===== Dataset content

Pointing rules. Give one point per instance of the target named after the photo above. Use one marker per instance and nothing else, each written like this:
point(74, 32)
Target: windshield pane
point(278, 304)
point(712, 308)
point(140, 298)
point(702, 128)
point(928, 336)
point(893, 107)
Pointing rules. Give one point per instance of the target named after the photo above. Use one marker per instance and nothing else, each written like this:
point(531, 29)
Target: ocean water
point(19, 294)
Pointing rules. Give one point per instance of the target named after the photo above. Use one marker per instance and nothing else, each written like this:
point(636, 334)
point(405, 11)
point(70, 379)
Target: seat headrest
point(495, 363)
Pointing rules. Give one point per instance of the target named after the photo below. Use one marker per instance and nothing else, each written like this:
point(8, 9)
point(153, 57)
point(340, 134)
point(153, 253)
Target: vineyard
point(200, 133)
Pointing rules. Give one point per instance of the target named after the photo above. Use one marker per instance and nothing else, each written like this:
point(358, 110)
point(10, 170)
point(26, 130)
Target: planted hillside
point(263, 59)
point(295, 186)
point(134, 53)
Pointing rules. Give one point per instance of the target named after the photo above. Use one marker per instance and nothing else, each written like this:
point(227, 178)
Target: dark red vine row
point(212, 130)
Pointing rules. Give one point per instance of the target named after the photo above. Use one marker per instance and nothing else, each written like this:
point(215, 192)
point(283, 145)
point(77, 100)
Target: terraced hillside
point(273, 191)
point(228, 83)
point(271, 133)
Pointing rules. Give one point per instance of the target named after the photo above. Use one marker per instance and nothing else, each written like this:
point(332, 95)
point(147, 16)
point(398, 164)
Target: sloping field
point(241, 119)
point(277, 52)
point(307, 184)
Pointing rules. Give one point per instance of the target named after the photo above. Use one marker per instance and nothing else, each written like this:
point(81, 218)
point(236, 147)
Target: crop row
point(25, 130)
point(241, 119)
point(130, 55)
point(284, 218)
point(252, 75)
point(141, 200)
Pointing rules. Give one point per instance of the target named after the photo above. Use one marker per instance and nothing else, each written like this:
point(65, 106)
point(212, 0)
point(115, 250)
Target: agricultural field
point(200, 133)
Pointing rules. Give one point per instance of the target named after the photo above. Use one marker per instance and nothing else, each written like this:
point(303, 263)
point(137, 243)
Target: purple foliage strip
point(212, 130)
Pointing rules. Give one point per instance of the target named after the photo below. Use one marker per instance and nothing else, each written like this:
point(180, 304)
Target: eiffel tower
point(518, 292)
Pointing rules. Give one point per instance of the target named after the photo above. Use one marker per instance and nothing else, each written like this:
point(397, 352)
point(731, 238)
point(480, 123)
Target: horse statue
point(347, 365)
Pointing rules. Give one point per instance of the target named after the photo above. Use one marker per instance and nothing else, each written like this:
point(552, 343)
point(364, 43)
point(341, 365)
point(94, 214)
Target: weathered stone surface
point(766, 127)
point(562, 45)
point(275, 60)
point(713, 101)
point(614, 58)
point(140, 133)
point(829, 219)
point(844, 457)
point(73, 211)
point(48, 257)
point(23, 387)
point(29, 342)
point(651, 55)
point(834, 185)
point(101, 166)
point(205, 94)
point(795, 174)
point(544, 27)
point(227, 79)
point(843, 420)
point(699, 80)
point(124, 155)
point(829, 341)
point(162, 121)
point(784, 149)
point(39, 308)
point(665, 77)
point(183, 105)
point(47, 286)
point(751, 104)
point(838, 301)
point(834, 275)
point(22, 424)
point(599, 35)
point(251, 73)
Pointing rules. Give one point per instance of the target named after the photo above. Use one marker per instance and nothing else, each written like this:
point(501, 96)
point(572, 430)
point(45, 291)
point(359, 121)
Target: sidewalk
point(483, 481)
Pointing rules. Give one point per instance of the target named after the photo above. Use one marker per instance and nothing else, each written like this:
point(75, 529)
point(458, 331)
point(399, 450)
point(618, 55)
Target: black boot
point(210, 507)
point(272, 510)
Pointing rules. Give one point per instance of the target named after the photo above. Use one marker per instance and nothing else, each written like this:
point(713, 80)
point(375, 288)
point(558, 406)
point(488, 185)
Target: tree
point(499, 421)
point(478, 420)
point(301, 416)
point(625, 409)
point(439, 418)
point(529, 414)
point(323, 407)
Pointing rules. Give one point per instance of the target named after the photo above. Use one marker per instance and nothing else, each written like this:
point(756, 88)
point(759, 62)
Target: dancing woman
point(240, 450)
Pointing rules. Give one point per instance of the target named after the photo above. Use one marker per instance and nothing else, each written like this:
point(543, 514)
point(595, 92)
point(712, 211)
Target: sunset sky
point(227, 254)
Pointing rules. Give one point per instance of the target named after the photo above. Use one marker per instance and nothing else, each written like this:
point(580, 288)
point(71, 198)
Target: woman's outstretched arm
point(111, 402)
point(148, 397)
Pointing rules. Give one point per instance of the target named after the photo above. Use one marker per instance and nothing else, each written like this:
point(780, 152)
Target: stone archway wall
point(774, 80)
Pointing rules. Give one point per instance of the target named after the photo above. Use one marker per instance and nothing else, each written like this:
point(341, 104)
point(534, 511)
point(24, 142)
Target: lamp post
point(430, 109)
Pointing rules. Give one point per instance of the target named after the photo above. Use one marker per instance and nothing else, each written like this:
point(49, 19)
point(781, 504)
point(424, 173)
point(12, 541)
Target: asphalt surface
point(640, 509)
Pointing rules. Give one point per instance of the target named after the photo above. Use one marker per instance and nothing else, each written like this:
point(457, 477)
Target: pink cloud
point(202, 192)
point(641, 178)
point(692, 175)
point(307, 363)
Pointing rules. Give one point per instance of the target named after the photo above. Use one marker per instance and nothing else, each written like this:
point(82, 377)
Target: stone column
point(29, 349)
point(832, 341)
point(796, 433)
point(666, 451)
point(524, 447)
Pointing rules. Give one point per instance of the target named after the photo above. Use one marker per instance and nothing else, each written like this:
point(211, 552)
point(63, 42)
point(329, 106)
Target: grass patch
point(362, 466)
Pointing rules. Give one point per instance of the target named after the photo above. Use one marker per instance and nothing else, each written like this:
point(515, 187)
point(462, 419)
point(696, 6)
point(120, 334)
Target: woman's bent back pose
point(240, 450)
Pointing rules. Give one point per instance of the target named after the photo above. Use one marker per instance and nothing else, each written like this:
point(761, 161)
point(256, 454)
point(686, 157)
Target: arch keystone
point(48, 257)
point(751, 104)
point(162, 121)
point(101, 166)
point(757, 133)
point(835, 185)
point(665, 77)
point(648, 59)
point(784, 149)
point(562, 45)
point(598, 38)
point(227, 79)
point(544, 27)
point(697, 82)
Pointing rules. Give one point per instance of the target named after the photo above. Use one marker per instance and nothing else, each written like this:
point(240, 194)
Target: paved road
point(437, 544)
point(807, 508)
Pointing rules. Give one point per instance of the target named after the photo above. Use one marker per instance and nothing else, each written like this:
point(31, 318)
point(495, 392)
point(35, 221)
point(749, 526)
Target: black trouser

==========

* Exercise:
Output all of the data again, exactly.

* Exercise solution:
Pointing rules. Give one point per instance of the target named after the photo above. Use one marker per instance and nothing else, each written like this:
point(74, 32)
Target: windshield pane
point(278, 304)
point(712, 308)
point(140, 298)
point(702, 128)
point(928, 336)
point(893, 107)
Pointing rules. Give one point per instance of the target named after the photo above. Use one marker per instance and nothing else, each written like this:
point(531, 29)
Target: ocean water
point(19, 294)
Pointing rules. Give one point per instance of the target named after the photo above. Use one marker per instance and nothing else, each written like this:
point(636, 334)
point(405, 11)
point(70, 379)
Target: seat headrest
point(495, 363)
Pointing rules. Give one point per instance of the target named after the photo below. Use one marker per instance and nothing else, each written like this:
point(8, 9)
point(153, 57)
point(340, 134)
point(153, 253)
Target: vineyard
point(200, 133)
Pointing rules. Give one point per instance of the target named after the photo above. Use one marker per instance and nothing else, each written like this:
point(358, 110)
point(10, 170)
point(26, 130)
Target: planted hillside
point(263, 59)
point(295, 186)
point(134, 53)
Pointing rules. Give one point per instance of the target named after the photo above. Use one marker per instance and nothing else, each written like this:
point(227, 178)
Target: dark red vine row
point(212, 130)
Pointing rules. Give one point per instance of the target named after the photo above. Use one marker per instance and nothing else, each written like this:
point(215, 192)
point(283, 145)
point(77, 100)
Target: terraced hillside
point(273, 191)
point(228, 83)
point(271, 133)
Pointing rules. Give one point per instance of the target named after the photo above. Use one marker per instance and nothing else, each written like this:
point(332, 95)
point(147, 16)
point(398, 164)
Target: sloping field
point(241, 119)
point(277, 52)
point(307, 184)
Pointing rules. Give one point per instance of the target named after the photo above. Use one marker per instance and nothing else, each written like this:
point(81, 218)
point(236, 147)
Target: crop row
point(25, 130)
point(241, 119)
point(130, 55)
point(284, 218)
point(252, 75)
point(141, 200)
Pointing rules. Give one point per instance of the target named after the photo above. Use one marker per instance and nothing else, each written like this:
point(65, 106)
point(212, 0)
point(115, 250)
Target: agricultural field
point(200, 133)
Pointing rules. Give one point per instance of the target named after the photo above. Use one marker per instance and nothing else, each written like this:
point(303, 263)
point(137, 243)
Target: purple foliage strip
point(212, 130)
Pointing rules. Give one point per instance of the target named after the photo below. Use one marker per instance and nothing else, each written like this:
point(180, 304)
Target: eiffel tower
point(518, 292)
Pointing rules. Give one point per instance of the target named after the photo above. Use one marker per instance and nothing else, each written like this:
point(397, 352)
point(731, 238)
point(480, 123)
Target: horse statue
point(347, 365)
Pointing rules. Give one point per instance of the target named after the photo above. Use one marker per instance and nothing else, each written like this:
point(552, 343)
point(364, 43)
point(341, 365)
point(94, 214)
Target: weathered stone surface
point(766, 127)
point(562, 45)
point(275, 60)
point(713, 101)
point(614, 58)
point(140, 133)
point(829, 219)
point(844, 457)
point(73, 211)
point(48, 257)
point(23, 387)
point(29, 342)
point(651, 55)
point(834, 185)
point(101, 166)
point(205, 94)
point(795, 174)
point(544, 27)
point(227, 79)
point(843, 420)
point(699, 80)
point(124, 155)
point(829, 341)
point(162, 121)
point(784, 149)
point(39, 308)
point(665, 77)
point(183, 105)
point(47, 286)
point(751, 104)
point(838, 301)
point(834, 275)
point(22, 424)
point(599, 35)
point(251, 73)
Pointing rules. Give one point per instance of the target named after the photo above. Use one marker per instance and nothing else, each written like this:
point(501, 96)
point(572, 430)
point(45, 291)
point(359, 121)
Target: sidewalk
point(483, 481)
Pointing rules. Give one point per instance of the target named after the photo above. Use one marker per instance and nothing else, each written like this:
point(75, 529)
point(458, 331)
point(399, 450)
point(618, 55)
Target: black boot
point(210, 507)
point(272, 510)
Pointing rules. Give one point per instance of the target named after the photo above. Use one marker per instance and nothing else, each written like this:
point(713, 80)
point(375, 288)
point(558, 406)
point(488, 185)
Target: tree
point(499, 421)
point(478, 420)
point(301, 416)
point(625, 409)
point(439, 418)
point(529, 414)
point(323, 407)
Pointing rules. Give one point per instance of the target named after the photo above. Use one marker per instance and nothing else, each written like this:
point(756, 88)
point(759, 62)
Target: dancing woman
point(240, 450)
Pointing rules. Give one point per instance of the target named after the photo above. Use one marker per instance and nothing else, each written like this:
point(543, 514)
point(595, 92)
point(712, 211)
Target: sunset sky
point(227, 254)
Pointing rules. Give one point per instance of the target named after the photo above. Use one marker per instance and nothing else, each written like this:
point(580, 288)
point(71, 198)
Target: woman's outstretched arm
point(111, 402)
point(148, 397)
Pointing rules. Give one point per instance of the target named after the photo above. Use one marker per instance and nothing else, each written like this:
point(780, 152)
Target: stone archway wall
point(774, 80)
Pointing rules. Give one point per instance of the target named after the photo above. Use one marker per instance and nothing else, each written like this:
point(341, 104)
point(534, 511)
point(24, 142)
Target: lamp post
point(430, 109)
Pointing rules. Give one point per instance of the target named after the photo above. Use one marker per instance and nothing else, each written like this:
point(49, 19)
point(781, 504)
point(424, 173)
point(12, 541)
Target: asphalt surface
point(640, 509)
Pointing rules. Give one point per instance of the target named after the photo above. Use one marker per instance and nothing else, each written like this:
point(457, 477)
Target: pink cloud
point(202, 192)
point(641, 178)
point(692, 175)
point(307, 363)
Pointing rules. Give one point per instance of the target named after the photo above. Use one marker per instance and nothing else, each written like this:
point(82, 377)
Target: stone column
point(29, 349)
point(832, 341)
point(796, 433)
point(666, 451)
point(524, 447)
Pointing rules. Give one point per instance of the target named after the photo above. Use one marker per instance and nothing else, each written like this:
point(211, 552)
point(63, 42)
point(329, 106)
Target: grass patch
point(362, 466)
Pointing rules. Give one point per instance of the target named after the photo above. Use one marker per instance and nothing else, each written like this:
point(515, 187)
point(462, 419)
point(696, 6)
point(120, 334)
Target: woman's bent back pose
point(240, 450)
Pointing rules. Give one point per instance of the target named after the photo above. Use one marker per instance and nothing else, each written like this:
point(761, 161)
point(256, 454)
point(686, 157)
Target: arch keystone
point(48, 257)
point(751, 104)
point(162, 121)
point(101, 166)
point(757, 133)
point(835, 185)
point(665, 77)
point(648, 59)
point(784, 149)
point(562, 45)
point(598, 38)
point(227, 79)
point(544, 27)
point(697, 82)
Pointing rules. Give one point per instance of the target named after the photo above. Use one marker per instance and nothing else, each written like this:
point(240, 194)
Target: paved road
point(437, 544)
point(807, 508)
Pointing rules. Give one point per instance of the target named after the photo above. Use one marker per instance and nothing else, each written like this:
point(31, 318)
point(495, 392)
point(35, 221)
point(749, 526)
Target: black trouser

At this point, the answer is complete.